--- Work instructions ---
Transcribe the lines below word for word, omitting the pictures from your answer.
══ Data records ══
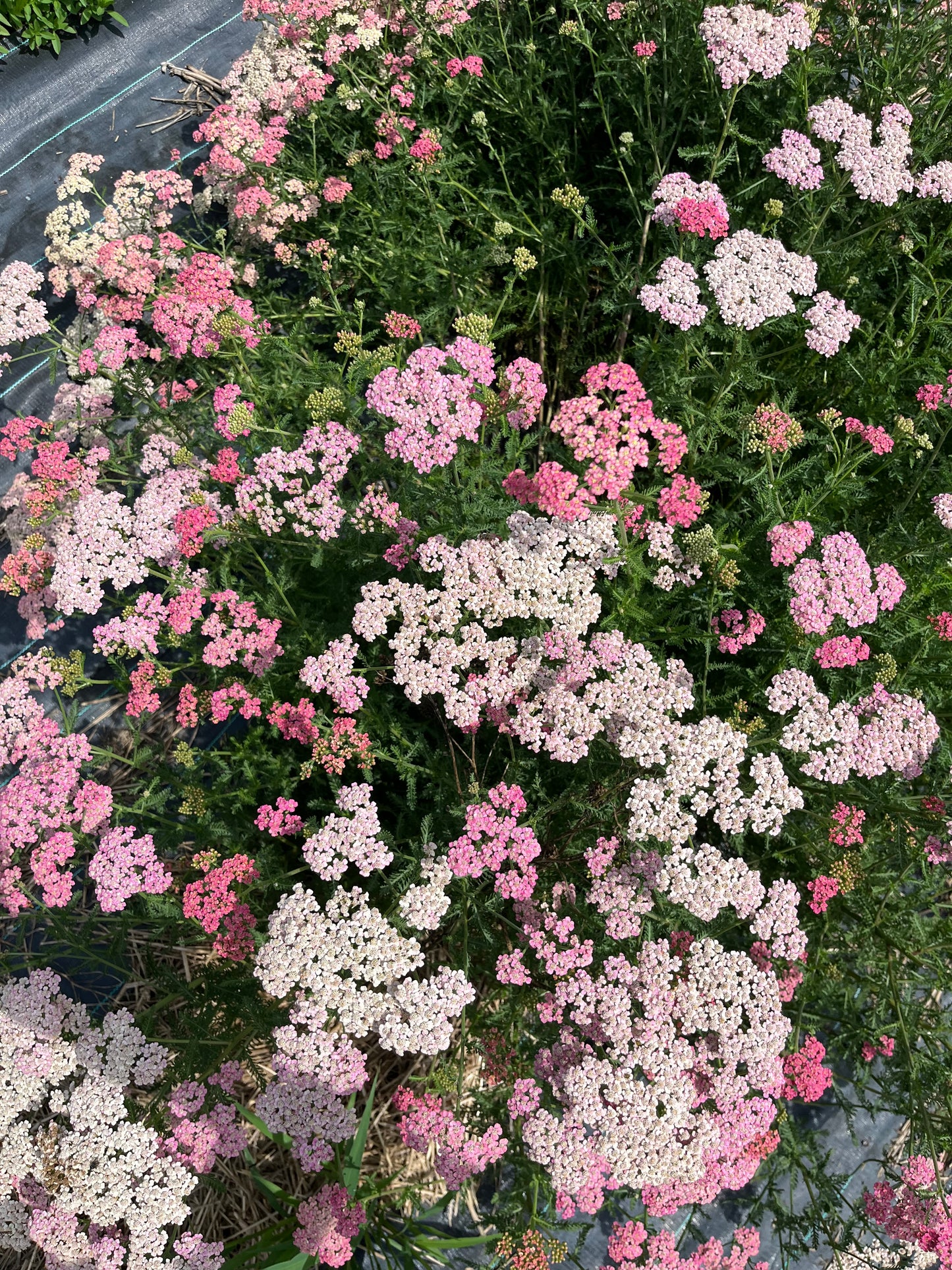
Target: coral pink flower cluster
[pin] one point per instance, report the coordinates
(493, 840)
(310, 507)
(216, 907)
(691, 208)
(744, 41)
(46, 801)
(424, 1122)
(841, 585)
(914, 1211)
(631, 1248)
(735, 630)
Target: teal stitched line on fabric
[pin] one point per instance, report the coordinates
(117, 96)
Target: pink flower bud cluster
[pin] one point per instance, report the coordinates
(847, 826)
(328, 1225)
(609, 432)
(493, 840)
(739, 631)
(841, 585)
(675, 294)
(795, 160)
(634, 1249)
(914, 1212)
(333, 674)
(64, 1080)
(898, 737)
(424, 1122)
(311, 507)
(520, 386)
(350, 838)
(20, 315)
(125, 865)
(744, 41)
(790, 540)
(878, 173)
(885, 1047)
(216, 907)
(234, 630)
(433, 408)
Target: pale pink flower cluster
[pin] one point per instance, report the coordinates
(433, 408)
(328, 1223)
(376, 511)
(125, 865)
(702, 768)
(46, 801)
(753, 278)
(333, 674)
(831, 324)
(737, 631)
(88, 1185)
(942, 507)
(841, 652)
(204, 1132)
(493, 838)
(841, 585)
(744, 41)
(426, 906)
(679, 1033)
(675, 294)
(795, 160)
(898, 737)
(878, 173)
(790, 540)
(426, 1122)
(349, 838)
(20, 315)
(310, 507)
(630, 1244)
(314, 949)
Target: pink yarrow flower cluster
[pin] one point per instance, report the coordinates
(328, 1225)
(433, 405)
(744, 41)
(878, 173)
(795, 160)
(675, 294)
(493, 838)
(691, 208)
(841, 585)
(789, 541)
(735, 630)
(426, 1122)
(216, 907)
═══
--- Answer in full ---
Target: coral pink flower cluster
[pin] one point per instance, report the coordinates
(493, 840)
(310, 507)
(216, 907)
(691, 208)
(744, 41)
(46, 801)
(424, 1122)
(841, 585)
(914, 1211)
(631, 1248)
(735, 630)
Target: teal stitched line on fabric
[pin] one point per instance, report the coordinates
(117, 96)
Target: pink flower bud cluster
[pin] one point per instance, report the coordinates
(847, 826)
(328, 1225)
(609, 432)
(493, 840)
(739, 631)
(841, 585)
(675, 294)
(795, 160)
(634, 1249)
(914, 1212)
(333, 674)
(64, 1080)
(898, 737)
(424, 1122)
(311, 507)
(520, 386)
(350, 838)
(20, 315)
(125, 865)
(744, 41)
(790, 540)
(878, 173)
(885, 1047)
(216, 907)
(234, 630)
(433, 408)
Target: pale pink flower cluster
[pin] one point per instance, report the coordinates
(433, 408)
(328, 1223)
(376, 511)
(125, 865)
(702, 768)
(46, 801)
(753, 278)
(333, 674)
(831, 324)
(737, 631)
(88, 1185)
(942, 507)
(841, 652)
(204, 1132)
(493, 838)
(841, 585)
(744, 41)
(426, 906)
(679, 1033)
(675, 294)
(795, 160)
(898, 737)
(878, 173)
(790, 540)
(426, 1122)
(349, 838)
(20, 315)
(310, 507)
(630, 1244)
(314, 949)
Target: pink yarrow flower cluster
[pin] one point per instance, report the coordinates
(328, 1225)
(433, 405)
(744, 41)
(878, 173)
(795, 160)
(675, 294)
(493, 838)
(691, 208)
(841, 585)
(789, 541)
(735, 630)
(426, 1122)
(216, 907)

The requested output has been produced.